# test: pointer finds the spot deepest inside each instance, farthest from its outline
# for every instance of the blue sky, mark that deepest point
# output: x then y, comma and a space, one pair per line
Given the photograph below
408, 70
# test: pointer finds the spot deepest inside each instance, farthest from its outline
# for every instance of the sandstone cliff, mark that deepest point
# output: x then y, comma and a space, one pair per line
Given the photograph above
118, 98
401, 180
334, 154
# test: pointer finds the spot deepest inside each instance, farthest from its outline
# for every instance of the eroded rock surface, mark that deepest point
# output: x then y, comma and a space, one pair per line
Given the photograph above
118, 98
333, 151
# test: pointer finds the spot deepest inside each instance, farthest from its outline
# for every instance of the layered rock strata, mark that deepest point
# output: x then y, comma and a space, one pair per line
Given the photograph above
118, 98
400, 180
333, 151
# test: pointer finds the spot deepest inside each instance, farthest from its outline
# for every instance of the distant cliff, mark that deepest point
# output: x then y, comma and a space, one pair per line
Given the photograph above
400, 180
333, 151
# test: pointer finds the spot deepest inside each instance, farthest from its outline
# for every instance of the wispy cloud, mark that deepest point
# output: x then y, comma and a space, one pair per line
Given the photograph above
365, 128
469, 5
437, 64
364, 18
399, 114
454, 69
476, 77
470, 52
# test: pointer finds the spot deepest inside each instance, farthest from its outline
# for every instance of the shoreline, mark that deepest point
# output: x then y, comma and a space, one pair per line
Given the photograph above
...
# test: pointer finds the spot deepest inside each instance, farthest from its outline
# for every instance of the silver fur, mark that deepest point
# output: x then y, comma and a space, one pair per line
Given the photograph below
==
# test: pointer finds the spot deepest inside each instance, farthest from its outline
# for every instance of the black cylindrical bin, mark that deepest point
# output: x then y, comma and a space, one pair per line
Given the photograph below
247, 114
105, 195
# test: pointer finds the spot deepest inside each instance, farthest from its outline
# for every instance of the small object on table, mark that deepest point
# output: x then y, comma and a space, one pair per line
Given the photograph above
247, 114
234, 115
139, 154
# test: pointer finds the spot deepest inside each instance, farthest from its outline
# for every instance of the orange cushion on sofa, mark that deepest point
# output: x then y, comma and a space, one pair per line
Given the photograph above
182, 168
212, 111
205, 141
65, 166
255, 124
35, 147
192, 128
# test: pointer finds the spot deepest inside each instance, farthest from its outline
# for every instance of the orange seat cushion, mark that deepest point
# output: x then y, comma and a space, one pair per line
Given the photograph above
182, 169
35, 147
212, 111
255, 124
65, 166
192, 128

=== HOW TO COMPLETE THIS TASK ===
Gather each line from the entries above that includes the word "every".

=== REPLY TO THE EXERCISE ===
# for every instance of the blue sky, mark that deepest point
# for every instance of the sandstone cliff, mark that deepest point
# for every instance of the eroded rock surface, mark that deepest point
# for every instance of the layered rock strata, mark that deepest point
# for every instance of the distant cliff, mark that deepest point
# for every instance of the wispy cloud, mark that deepest point
# for every instance of the shoreline, mark that deepest point
# for every instance of the silver fur, mark that deepest point
# for every instance of the black cylindrical bin, mark that deepest point
# for every instance of the small object on table, mark that deepest point
# for every instance of the orange cushion on sofa, mark that deepest point
# for every instance of the orange seat cushion, mark that deepest point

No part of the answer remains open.